**The input**
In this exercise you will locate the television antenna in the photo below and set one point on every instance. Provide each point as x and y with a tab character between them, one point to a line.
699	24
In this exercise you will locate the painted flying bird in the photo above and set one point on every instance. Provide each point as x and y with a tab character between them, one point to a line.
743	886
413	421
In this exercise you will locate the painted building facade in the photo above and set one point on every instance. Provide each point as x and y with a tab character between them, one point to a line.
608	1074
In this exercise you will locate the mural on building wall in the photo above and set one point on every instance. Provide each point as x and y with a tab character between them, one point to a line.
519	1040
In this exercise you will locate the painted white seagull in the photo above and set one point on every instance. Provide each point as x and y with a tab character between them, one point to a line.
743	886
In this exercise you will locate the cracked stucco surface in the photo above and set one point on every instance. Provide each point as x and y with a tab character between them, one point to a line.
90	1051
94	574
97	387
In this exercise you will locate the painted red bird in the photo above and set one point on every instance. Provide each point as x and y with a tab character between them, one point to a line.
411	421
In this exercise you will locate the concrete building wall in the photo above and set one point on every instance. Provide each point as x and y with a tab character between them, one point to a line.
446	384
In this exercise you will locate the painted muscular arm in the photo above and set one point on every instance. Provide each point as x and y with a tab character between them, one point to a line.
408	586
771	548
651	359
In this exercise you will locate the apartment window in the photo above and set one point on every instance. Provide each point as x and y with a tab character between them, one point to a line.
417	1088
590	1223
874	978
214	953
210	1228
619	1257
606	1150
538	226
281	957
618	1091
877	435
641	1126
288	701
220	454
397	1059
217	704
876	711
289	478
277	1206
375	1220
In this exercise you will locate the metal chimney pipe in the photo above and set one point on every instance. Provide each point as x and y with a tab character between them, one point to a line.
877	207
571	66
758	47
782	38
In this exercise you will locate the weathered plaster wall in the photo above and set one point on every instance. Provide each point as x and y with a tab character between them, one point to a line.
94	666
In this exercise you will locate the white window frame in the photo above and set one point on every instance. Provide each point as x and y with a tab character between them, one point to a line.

**What you should do**
Reproduce the data in full, exactly.

**Answer to this exercise**
In this exercise you will locate the television antenna in the photo below and set one point on every instance. Provide each point as x and y with a tab character between them, one point to a line.
699	24
In this exercise you will locate the painted flying bird in the photo above and set one point on every instance. Provide each point as x and y with a tab character between them, one point to a line.
743	886
413	421
In this exercise you will locate the painted building facade in the photo above and set one point on every instance. Provide each point as x and y with a tab character between them, one point to a line.
608	1074
In this exercise you will locate the mural on building wall in the photo above and set one point on every instance. Provide each point as x and y with a tab character between them, one point to a line.
519	1040
In this exercise you will locate the painted white seagull in the photo above and set one point on every instance. Provide each point as x and y with a tab character between them, one point to a line.
743	886
In this exercise you will locate the cracked stucco surface in the photo above and set one point on every instance. Provide each point as x and y with a tab character between them, one point to a line.
90	1051
94	574
97	387
In this exercise you will locate the painted red bird in the photo above and set one point on every instance. Provide each point as x and y with a tab character between them, one point to a line.
411	421
In this exercise you will locate the concrete building wall in the photo above and set one point on every instance. Provide each point as x and y with a tab character between them, one point to a line.
446	384
In this exercise you will locate the painted muscular arm in the photo above and set one point on every instance. Provide each point as x and y with a tab character between them, one point to a line.
408	586
771	548
651	359
In this exercise you will locate the apartment window in the photo above and set one point on every instance. Provide each point as x and y with a tab character between them, one point to a line.
417	1088
590	1223
874	978
214	953
210	1228
619	1257
606	1150
538	226
281	957
618	1091
877	435
641	1126
288	701
220	454
397	1059
217	704
876	711
289	478
277	1206
375	1220
In this exercise you will locate the metal chimney pipe in the photo above and set one point on every instance. Provide each point as x and y with a tab character between them, one point to a line.
877	207
571	66
758	47
782	38
In this exercise you will locate the weathered plaster wall in the photo above and set one point on every instance. Provide each point as x and y with a tab character between them, one point to a line.
94	666
In this exercise you will locate the white window frame in the photo above and set one point on every instance. Provide each point as x and y with a tab character between them, one point to a line.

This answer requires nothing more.